» Records from a data collection:
---*---

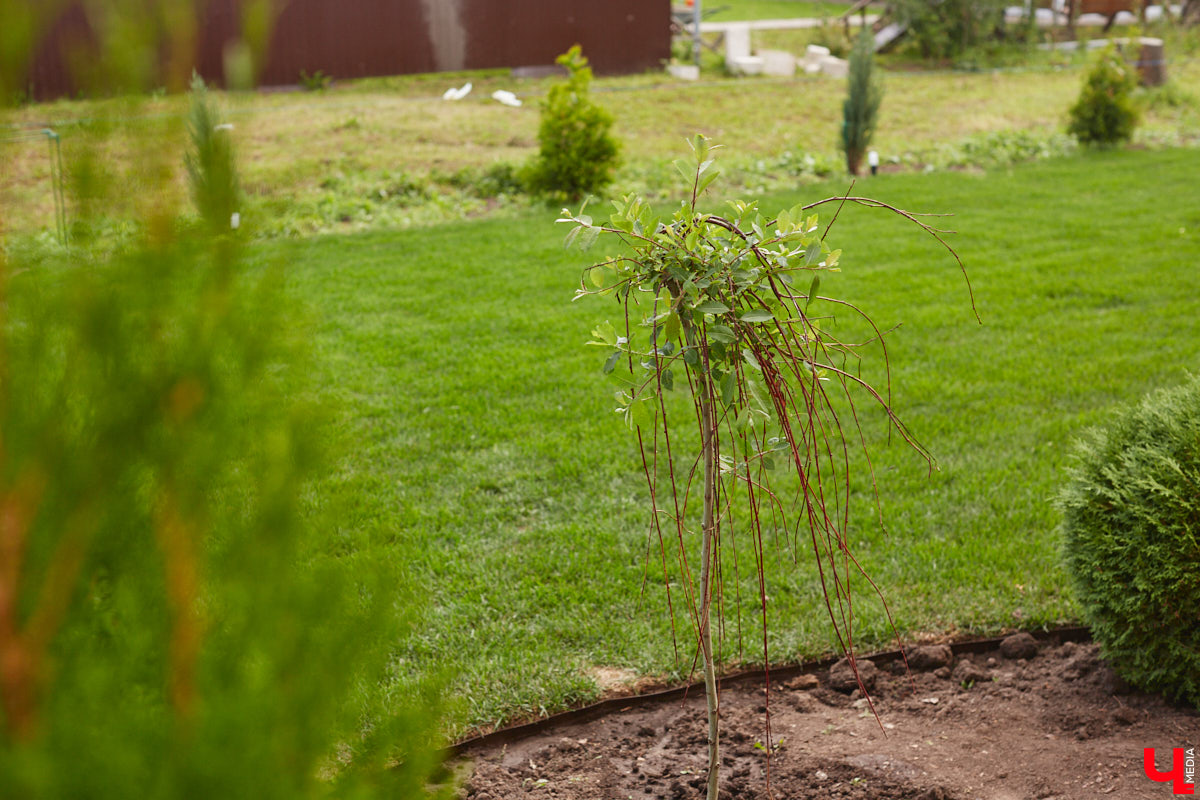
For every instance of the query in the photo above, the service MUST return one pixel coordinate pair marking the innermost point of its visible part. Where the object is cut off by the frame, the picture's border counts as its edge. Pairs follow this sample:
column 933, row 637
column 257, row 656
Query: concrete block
column 834, row 67
column 684, row 71
column 779, row 64
column 748, row 65
column 737, row 43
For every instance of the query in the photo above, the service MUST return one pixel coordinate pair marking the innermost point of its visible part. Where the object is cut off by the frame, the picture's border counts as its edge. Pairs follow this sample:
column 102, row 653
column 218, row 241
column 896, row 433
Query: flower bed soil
column 1031, row 720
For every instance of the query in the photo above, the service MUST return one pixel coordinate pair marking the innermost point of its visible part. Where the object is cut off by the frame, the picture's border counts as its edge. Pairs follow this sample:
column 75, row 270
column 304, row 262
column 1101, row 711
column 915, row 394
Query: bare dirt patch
column 1037, row 720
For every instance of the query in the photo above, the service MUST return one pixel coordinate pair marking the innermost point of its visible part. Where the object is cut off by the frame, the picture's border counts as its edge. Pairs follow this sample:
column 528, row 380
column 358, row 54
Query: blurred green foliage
column 165, row 629
column 577, row 151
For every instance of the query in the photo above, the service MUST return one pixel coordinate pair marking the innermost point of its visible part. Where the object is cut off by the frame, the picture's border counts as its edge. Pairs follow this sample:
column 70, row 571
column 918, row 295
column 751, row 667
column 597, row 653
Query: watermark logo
column 1183, row 769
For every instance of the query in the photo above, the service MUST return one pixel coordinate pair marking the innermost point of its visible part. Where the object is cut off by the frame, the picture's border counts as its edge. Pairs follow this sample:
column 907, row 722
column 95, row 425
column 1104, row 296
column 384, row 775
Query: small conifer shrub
column 577, row 150
column 1132, row 537
column 861, row 110
column 1105, row 113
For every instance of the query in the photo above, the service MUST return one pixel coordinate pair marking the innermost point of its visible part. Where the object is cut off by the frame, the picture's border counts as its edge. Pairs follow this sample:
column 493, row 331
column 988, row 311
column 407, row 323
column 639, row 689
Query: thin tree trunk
column 706, row 587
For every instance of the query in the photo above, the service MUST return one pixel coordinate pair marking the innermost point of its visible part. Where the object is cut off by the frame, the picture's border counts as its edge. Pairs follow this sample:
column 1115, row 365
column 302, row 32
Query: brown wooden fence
column 355, row 38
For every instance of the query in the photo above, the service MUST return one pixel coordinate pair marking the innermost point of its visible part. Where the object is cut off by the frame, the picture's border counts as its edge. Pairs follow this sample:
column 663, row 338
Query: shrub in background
column 861, row 110
column 1132, row 540
column 1105, row 113
column 577, row 151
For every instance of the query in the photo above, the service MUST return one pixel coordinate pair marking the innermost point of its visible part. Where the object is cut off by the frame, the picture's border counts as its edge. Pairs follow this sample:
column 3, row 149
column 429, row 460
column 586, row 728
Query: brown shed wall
column 357, row 38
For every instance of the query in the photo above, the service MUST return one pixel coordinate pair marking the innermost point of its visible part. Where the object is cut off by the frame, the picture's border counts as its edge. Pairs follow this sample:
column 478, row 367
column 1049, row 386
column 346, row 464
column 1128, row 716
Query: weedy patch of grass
column 483, row 453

---*---

Copy the listing above from its start through the line containing "column 1031, row 720", swapping "innermost" for "deepest" and keeping everything else the same. Leave the pictures out.

» Written answer:
For every instance of the query in the photo above, the service MUST return one pixel coordinate pair marking the deepest point of its visible part. Where the object is cut off by the frame, the picture's border counts as its edge. Pairs follow this sample:
column 933, row 637
column 257, row 656
Query: concrete block
column 834, row 67
column 684, row 71
column 779, row 64
column 748, row 65
column 737, row 43
For every instance of the query in the photo above, the service MUST return one pixel coordinate pair marking the deepest point of its visible part. Where the object is cut off by the frame, the picture's border counts as its edge. Pairs follow this sample:
column 102, row 653
column 218, row 241
column 896, row 433
Query: flower bed soil
column 1031, row 720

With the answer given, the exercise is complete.